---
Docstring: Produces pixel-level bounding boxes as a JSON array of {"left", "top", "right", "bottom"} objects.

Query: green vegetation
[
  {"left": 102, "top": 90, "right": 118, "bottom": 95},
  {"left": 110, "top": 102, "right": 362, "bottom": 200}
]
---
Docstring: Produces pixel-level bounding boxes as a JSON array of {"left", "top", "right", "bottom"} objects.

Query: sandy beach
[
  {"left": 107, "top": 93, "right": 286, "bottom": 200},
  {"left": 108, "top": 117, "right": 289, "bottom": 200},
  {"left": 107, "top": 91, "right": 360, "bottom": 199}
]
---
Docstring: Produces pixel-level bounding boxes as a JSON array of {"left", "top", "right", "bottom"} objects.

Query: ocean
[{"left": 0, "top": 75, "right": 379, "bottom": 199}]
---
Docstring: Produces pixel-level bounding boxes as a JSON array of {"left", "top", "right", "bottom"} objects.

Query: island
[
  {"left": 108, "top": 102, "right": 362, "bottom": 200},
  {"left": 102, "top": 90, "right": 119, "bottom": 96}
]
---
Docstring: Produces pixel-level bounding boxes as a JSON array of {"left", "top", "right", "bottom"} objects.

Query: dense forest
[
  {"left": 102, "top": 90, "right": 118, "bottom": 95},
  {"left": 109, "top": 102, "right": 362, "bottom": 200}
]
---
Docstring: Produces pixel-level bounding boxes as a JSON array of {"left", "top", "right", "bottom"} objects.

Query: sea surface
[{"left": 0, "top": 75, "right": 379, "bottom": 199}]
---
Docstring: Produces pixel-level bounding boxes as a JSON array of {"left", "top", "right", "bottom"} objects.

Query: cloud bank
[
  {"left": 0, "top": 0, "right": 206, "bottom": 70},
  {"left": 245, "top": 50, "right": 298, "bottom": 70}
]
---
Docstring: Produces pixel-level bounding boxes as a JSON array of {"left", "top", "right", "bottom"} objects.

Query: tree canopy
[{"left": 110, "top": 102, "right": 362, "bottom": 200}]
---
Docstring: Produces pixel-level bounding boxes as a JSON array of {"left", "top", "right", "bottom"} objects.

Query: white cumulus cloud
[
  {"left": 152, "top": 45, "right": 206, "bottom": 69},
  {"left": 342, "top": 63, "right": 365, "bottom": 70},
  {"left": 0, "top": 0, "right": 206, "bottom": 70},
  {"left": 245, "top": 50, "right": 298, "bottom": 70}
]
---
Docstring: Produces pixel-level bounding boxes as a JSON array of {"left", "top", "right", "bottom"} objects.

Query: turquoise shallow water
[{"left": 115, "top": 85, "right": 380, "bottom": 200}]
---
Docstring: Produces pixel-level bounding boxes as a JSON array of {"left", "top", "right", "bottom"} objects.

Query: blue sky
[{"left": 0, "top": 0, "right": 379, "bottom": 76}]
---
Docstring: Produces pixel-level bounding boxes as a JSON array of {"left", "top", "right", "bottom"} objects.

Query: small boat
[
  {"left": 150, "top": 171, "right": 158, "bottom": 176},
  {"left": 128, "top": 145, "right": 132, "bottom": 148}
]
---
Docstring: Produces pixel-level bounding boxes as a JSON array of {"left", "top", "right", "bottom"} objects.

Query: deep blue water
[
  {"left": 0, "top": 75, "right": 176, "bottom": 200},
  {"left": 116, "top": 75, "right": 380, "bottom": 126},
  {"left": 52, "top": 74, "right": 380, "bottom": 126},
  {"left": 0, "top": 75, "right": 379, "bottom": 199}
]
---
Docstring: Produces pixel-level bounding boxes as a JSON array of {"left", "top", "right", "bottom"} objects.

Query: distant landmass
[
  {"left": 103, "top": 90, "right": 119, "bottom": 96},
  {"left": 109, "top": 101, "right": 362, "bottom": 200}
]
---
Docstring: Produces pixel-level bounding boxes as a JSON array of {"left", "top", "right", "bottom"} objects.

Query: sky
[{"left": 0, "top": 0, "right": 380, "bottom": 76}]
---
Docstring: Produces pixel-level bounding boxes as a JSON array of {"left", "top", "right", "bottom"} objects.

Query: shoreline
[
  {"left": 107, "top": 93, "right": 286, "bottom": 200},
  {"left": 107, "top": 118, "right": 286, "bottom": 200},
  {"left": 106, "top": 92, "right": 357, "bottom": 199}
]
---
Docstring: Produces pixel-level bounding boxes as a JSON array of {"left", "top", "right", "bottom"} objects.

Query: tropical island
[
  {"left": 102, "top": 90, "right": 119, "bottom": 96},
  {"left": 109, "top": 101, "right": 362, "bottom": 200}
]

++++++++++

§ EXERCISE PROMPT: Would you transcribe the whole listing, keeping every character the same?

§ ANSWER FOR THE TASK:
---
Docstring: Produces pixel-level bounding boxes as a JSON array of {"left", "top", "right", "bottom"} objects.

Query: green vegetation
[
  {"left": 102, "top": 90, "right": 118, "bottom": 95},
  {"left": 110, "top": 102, "right": 362, "bottom": 200}
]
---
Docstring: Produces pixel-level bounding boxes as a JSON array of {"left", "top", "right", "bottom"} objects.

Query: sandy beach
[
  {"left": 107, "top": 93, "right": 286, "bottom": 200},
  {"left": 108, "top": 117, "right": 289, "bottom": 200},
  {"left": 107, "top": 91, "right": 360, "bottom": 199}
]
---
Docstring: Produces pixel-level bounding boxes as a JSON array of {"left", "top", "right", "bottom"} objects.

Query: ocean
[{"left": 0, "top": 75, "right": 379, "bottom": 199}]
---
Docstring: Produces pixel-level bounding boxes as a JSON array of {"left", "top", "right", "bottom"} objects.

Query: island
[
  {"left": 108, "top": 102, "right": 362, "bottom": 200},
  {"left": 102, "top": 90, "right": 119, "bottom": 96}
]
---
Docstring: Produces pixel-level bounding boxes as a JSON array of {"left", "top", "right", "bottom"} objects.

Query: dense forest
[
  {"left": 102, "top": 90, "right": 118, "bottom": 95},
  {"left": 109, "top": 102, "right": 362, "bottom": 200}
]
---
Docstring: Produces pixel-level bounding boxes as a JSON array of {"left", "top", "right", "bottom"} objects.

Query: sea surface
[{"left": 0, "top": 75, "right": 379, "bottom": 199}]
---
Docstring: Produces pixel-level bounding boxes as a JSON array of {"left", "top", "right", "bottom"} objects.

Query: cloud bank
[
  {"left": 0, "top": 0, "right": 206, "bottom": 70},
  {"left": 245, "top": 50, "right": 298, "bottom": 70}
]
---
Docstring: Produces pixel-level bounding boxes as a JSON array of {"left", "top", "right", "bottom"} objects.

Query: tree canopy
[{"left": 110, "top": 102, "right": 362, "bottom": 200}]
---
Docstring: Produces pixel-level bounding boxes as a JSON array of {"left", "top", "right", "bottom"} objects.

Query: white cumulus cloud
[
  {"left": 152, "top": 45, "right": 206, "bottom": 69},
  {"left": 342, "top": 63, "right": 365, "bottom": 70},
  {"left": 0, "top": 0, "right": 206, "bottom": 70},
  {"left": 245, "top": 50, "right": 298, "bottom": 70}
]
---
Docstring: Produces pixel-level bounding boxes as a JSON array of {"left", "top", "right", "bottom"} objects.

Query: turquoise shallow water
[{"left": 115, "top": 85, "right": 380, "bottom": 200}]
---
Docstring: Produces pixel-level bounding boxes as a JSON array of {"left", "top", "right", "bottom"} objects.

Query: blue sky
[{"left": 0, "top": 0, "right": 379, "bottom": 76}]
---
Docstring: Produces pixel-level bounding boxes as a JSON array of {"left", "top", "right", "bottom"} objects.

Query: small boat
[
  {"left": 150, "top": 171, "right": 158, "bottom": 176},
  {"left": 128, "top": 145, "right": 132, "bottom": 148}
]
---
Docstring: Produces pixel-level bounding boxes as a JSON array of {"left", "top", "right", "bottom"} objects.

Query: deep blue water
[
  {"left": 0, "top": 75, "right": 176, "bottom": 200},
  {"left": 116, "top": 75, "right": 380, "bottom": 126},
  {"left": 52, "top": 74, "right": 380, "bottom": 126},
  {"left": 0, "top": 75, "right": 379, "bottom": 199}
]
---
Docstring: Produces pixel-level bounding boxes as a JSON array of {"left", "top", "right", "bottom"} objects.

Query: distant landmass
[
  {"left": 103, "top": 90, "right": 119, "bottom": 96},
  {"left": 109, "top": 101, "right": 362, "bottom": 200}
]
---
Docstring: Produces pixel-level bounding boxes as a JSON array of {"left", "top", "right", "bottom"} objects.

Query: sky
[{"left": 0, "top": 0, "right": 380, "bottom": 76}]
---
Docstring: Produces pixel-level bounding boxes as a JSON array of {"left", "top", "right", "bottom"} objects.

Query: shoreline
[
  {"left": 107, "top": 93, "right": 286, "bottom": 200},
  {"left": 107, "top": 118, "right": 286, "bottom": 200},
  {"left": 106, "top": 92, "right": 357, "bottom": 199}
]
---
Docstring: Produces pixel-level bounding boxes as a JSON array of {"left", "top", "right", "bottom"} objects.

Query: tropical island
[
  {"left": 102, "top": 90, "right": 119, "bottom": 96},
  {"left": 109, "top": 101, "right": 362, "bottom": 200}
]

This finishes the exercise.